- [SELECTION]
..........

Rook Ceph

Rook is a management overlay for Ceph that can deploy it in a Kubernetes cluster. If you don’t know what Ceph is, I highly recommend watching some of the videos on it by the guys at 45drives.

45drives Ceph Series on YouTube

The elevator pitch: “It’s like RAID, but it joins multiple servers instead of just drives.”

The more nuanced explanation:

Imagine if you could take every piece of data you want to store and break it down into manageable byte-sized pieces.
Now imagine that you could replicate each of these pieces of data a number of times to create redundancy, so if you lose one of them, you have replicas to pull from, and when all is functioning normally, you could run periodic checks to make sure that all of your replicas actually have the same data. If two replicas say the data is “a”, but one says it’s “b”, then chances are that “b” was supposed to be an “a”. This solves both availability and integrity problems (like bitrot).
Now imagine that you could build an algorithm that takes into account the number of drives you have, the size of each one, the number of hosts you have, which drives were in which hosts, as well as your entire datacenter heirarchy, and use that to determine to which drive a piece of data should go to maintain a certain amount of redundancy across any failure domain of your choice.
Now imagine that each drive had its own server that you could communicate with directly, and there was a server to ensure that not only are your redundancy requirements enforced when the data is created, but also as requirements and resource availability change.
Now imagine that you could build interfaces on top of this data storage strategy which exposes a filesystem, a block device, and an S3-compatible object store.

That’s Ceph.

It’s big, and it’s complicated, but it is a true marvel of engineering that solves an extremely complicated problem in a way that any application can interface with and have no idea that anything has changed. One of my personal biggest use cases for it is CephFS. CephFS is the only open source network filesystem that I know of which is fully POSIX compliant, and it’s built on a rock-solid data redundancy system that has never fully failed on me except when I got paranoid and forced it to do something stupid.

I highly recommend learning to manage Ceph properly, but what’s even nicer about all this is that unless you’re doing anything crazy like me, you likely won’t have to do anything more than initiate automated repair for occasional data corruption after heavy use. I’ll get into some more Ceph management essentials in a later section of the book, but Rook takes care of most of it for you.

..........

- [WHAT IS BEING ASKED]
Answer these from the Rook Ceph text:
(a) What does the text call Rook?
(b) Which three interfaces does it say can be built on top of the storage strategy?
(c) Which network filesystem does the writer describe as the only open source one they know of that is fully POSIX compliant?

..........

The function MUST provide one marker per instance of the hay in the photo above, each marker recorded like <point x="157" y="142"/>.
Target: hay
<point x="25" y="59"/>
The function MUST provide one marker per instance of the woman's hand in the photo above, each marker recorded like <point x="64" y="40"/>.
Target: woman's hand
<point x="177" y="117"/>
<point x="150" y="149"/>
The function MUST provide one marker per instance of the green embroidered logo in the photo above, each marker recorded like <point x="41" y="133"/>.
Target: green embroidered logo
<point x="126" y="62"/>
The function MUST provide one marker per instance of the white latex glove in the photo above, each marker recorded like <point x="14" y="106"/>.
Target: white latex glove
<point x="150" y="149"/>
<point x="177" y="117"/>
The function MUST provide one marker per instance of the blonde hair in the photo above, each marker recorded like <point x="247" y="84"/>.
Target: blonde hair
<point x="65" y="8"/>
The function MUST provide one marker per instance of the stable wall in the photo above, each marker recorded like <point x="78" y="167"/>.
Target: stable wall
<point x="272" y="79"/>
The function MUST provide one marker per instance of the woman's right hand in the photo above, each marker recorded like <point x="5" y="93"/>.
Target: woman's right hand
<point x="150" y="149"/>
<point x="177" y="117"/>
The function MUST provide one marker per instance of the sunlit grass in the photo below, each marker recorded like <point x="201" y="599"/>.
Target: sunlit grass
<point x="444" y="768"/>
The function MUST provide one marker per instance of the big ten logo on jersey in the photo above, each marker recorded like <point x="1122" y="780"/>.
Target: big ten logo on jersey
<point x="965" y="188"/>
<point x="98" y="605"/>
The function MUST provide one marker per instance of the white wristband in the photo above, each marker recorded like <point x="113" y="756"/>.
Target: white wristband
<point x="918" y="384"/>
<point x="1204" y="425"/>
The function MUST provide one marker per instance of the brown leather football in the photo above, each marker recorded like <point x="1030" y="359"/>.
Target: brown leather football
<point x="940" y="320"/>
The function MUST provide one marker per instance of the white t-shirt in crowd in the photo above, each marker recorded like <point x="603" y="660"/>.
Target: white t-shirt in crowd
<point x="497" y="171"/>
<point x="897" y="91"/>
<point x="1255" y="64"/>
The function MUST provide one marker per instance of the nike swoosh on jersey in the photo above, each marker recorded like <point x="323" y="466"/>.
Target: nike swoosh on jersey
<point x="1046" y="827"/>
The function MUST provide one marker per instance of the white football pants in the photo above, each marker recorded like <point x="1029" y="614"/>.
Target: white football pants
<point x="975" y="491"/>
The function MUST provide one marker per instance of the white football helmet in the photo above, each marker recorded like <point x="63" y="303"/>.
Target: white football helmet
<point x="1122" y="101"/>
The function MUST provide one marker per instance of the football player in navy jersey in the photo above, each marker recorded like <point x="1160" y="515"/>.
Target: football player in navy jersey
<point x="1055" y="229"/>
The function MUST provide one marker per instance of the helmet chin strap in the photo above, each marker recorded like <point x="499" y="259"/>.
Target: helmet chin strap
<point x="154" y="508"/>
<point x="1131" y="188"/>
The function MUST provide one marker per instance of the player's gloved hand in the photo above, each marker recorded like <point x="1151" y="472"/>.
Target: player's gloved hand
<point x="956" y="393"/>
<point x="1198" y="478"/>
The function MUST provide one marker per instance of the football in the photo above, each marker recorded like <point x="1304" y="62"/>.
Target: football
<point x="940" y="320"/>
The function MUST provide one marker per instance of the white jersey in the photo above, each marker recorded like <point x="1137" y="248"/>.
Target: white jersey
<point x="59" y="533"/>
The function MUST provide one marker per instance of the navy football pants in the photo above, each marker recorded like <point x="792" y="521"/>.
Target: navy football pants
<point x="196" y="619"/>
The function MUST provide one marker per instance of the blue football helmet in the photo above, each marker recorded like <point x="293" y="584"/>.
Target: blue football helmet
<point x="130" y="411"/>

..........

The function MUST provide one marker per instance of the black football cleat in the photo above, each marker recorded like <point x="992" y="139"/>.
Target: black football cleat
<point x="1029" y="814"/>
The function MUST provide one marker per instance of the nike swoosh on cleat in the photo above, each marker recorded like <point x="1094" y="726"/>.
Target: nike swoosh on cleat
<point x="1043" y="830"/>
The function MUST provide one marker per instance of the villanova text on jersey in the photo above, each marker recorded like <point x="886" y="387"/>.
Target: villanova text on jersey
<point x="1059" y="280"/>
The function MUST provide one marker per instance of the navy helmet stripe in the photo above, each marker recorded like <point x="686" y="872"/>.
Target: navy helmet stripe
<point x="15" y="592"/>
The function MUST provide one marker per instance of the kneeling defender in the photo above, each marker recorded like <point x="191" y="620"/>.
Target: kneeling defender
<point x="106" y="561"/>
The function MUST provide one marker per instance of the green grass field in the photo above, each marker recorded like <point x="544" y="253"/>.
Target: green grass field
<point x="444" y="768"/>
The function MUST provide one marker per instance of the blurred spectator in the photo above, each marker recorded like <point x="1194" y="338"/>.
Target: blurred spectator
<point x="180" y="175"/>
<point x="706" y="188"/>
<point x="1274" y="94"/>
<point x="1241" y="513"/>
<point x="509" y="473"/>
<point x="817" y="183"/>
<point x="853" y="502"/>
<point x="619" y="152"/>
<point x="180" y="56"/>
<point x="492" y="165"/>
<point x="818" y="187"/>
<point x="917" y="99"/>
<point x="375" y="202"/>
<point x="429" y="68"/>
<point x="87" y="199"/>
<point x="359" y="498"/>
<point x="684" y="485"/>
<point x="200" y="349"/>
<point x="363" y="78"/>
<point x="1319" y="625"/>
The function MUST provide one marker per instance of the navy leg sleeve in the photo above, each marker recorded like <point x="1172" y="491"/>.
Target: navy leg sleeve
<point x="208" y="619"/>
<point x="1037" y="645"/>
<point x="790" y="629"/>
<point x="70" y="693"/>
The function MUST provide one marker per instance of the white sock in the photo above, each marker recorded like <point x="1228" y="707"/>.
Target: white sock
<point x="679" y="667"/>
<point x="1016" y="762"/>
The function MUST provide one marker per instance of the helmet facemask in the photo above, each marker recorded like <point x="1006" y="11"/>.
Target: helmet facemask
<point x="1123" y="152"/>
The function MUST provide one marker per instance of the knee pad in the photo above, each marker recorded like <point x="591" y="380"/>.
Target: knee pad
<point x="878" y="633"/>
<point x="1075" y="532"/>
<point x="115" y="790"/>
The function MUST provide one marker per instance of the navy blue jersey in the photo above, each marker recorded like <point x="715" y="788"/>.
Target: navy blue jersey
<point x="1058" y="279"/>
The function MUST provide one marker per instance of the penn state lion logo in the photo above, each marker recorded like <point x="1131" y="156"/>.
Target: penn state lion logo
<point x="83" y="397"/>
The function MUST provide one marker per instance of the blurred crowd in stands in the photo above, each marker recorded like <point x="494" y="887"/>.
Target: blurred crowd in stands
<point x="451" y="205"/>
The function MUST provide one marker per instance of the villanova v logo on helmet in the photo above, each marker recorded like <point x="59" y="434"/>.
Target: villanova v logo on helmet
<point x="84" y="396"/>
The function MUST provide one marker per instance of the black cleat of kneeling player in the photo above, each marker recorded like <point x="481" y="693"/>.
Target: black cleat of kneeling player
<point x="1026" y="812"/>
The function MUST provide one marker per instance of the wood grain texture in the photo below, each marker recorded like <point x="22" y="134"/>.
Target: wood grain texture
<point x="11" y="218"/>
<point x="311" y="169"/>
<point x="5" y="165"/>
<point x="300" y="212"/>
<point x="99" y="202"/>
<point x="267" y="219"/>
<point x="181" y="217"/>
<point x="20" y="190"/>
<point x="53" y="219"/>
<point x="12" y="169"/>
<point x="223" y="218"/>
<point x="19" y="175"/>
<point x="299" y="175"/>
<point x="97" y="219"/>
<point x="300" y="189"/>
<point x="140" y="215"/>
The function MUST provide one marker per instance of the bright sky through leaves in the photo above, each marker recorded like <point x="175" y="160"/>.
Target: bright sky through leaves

..........

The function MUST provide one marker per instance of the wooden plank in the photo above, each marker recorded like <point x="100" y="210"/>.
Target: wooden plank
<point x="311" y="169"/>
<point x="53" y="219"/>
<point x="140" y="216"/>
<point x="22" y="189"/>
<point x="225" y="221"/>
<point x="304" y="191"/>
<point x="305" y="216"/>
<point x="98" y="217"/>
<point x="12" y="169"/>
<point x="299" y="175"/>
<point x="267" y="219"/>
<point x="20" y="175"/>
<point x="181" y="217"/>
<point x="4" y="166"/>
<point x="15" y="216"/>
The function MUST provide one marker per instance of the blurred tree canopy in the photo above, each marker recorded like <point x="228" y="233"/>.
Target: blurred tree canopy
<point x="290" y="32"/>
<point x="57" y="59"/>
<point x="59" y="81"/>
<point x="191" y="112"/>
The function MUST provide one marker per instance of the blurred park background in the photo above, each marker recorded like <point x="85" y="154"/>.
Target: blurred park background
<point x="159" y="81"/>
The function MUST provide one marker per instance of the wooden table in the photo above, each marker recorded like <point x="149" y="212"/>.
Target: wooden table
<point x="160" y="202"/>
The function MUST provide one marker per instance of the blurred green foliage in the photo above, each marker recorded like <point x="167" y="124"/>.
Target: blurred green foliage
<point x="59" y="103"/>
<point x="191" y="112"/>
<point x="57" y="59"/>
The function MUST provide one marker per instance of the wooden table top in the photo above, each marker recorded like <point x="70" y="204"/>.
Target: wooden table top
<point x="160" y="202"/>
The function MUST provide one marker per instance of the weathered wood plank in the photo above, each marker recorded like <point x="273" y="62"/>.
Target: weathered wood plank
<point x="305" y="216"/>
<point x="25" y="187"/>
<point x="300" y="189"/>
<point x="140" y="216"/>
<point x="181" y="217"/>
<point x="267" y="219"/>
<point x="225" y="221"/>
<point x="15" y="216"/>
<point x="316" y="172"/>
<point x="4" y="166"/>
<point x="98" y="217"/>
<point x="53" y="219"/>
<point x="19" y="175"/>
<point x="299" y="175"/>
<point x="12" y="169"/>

..........

- [SOLUTION FOR THIS PROBLEM]
(a) A management overlay for Ceph that can deploy it in a Kubernetes cluster.
(b) A filesystem, a block device, and an S3-compatible object store.
(c) CephFS.